• Information provided:
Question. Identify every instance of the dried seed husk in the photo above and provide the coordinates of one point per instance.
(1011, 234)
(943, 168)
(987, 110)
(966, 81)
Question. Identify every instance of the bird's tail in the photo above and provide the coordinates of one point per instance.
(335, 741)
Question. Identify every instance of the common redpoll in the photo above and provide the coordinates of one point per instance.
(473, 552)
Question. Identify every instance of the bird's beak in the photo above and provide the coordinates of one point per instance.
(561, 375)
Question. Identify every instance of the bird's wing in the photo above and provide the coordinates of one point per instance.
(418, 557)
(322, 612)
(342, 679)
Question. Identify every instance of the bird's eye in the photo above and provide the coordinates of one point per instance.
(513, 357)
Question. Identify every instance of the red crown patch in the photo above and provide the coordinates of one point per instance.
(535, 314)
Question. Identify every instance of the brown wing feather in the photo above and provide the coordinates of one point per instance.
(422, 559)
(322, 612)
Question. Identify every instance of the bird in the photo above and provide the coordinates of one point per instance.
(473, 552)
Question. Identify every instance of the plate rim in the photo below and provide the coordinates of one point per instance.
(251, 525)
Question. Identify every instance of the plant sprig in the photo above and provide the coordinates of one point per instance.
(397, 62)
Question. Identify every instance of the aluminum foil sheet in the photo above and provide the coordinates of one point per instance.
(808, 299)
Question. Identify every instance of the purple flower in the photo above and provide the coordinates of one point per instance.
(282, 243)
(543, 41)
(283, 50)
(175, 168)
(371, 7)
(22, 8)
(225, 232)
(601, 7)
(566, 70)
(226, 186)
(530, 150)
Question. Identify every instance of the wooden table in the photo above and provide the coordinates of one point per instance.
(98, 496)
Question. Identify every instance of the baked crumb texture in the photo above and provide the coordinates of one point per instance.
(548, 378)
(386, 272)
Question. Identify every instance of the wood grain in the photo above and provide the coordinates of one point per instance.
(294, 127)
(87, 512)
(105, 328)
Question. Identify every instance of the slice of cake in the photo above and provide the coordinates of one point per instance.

• Exercise directions:
Return all of the material verbatim, with no line left out.

• Task result:
Question. Identify every instance of the dried seed husk in the photo above and provide the coordinates of one point per instance.
(1011, 234)
(943, 168)
(987, 110)
(966, 81)
Question. Identify every instance of the bird's tail in the photo above and provide the coordinates of one point per instance.
(335, 741)
Question. Identify every instance of the common redpoll in the photo above and provide the coordinates of one point per instance.
(473, 552)
Question. Identify every instance of the bird's beak in the photo above and provide the coordinates of one point per instance.
(561, 375)
Question. Identify every instance of the bird's wing in the photo above and provide the coordinates of one point per instance.
(418, 557)
(322, 612)
(342, 679)
Question. Identify every instance of the bird's eye in the photo above and provide the coordinates of one point per instance.
(513, 357)
Question. Identify every instance of the red crown patch in the photo above and provide the coordinates of one point per instance.
(535, 314)
Question. Identify every instance of the brown wing feather in the photo above and provide the coordinates of one point per instance.
(422, 559)
(322, 612)
Question. Identify every instance of the bird in the photo above and provide the coordinates of one point per instance.
(473, 552)
Question. Identify every instance of the plate rim in the photo below and provide the coordinates of one point per instance.
(251, 525)
Question. Identify every instance of the plant sprig in the photo above and provide the coordinates of one point per instance.
(397, 62)
Question. Identify every instance of the aluminum foil sheet in the photo above and provide the coordinates of one point per instance.
(808, 299)
Question. Identify every instance of the purple flower in the photo above and provide the coordinates of one point per instance.
(282, 243)
(543, 41)
(283, 50)
(175, 168)
(371, 7)
(22, 8)
(225, 232)
(601, 7)
(566, 70)
(226, 186)
(530, 150)
Question. Identify every instance of the wooden table in the photo above and provide the coordinates of one point per instance.
(98, 496)
Question. Identify every instance of the baked crumb texture in the photo above and provide the coordinates of one point per instance.
(548, 378)
(386, 272)
Question. Identify every instance of the wood grain in the photo above and provide the coordinates of one point per instance.
(294, 127)
(87, 512)
(105, 328)
Question. Identify every instance of the slice of cake in the photo above and provide the coordinates of one point per instance.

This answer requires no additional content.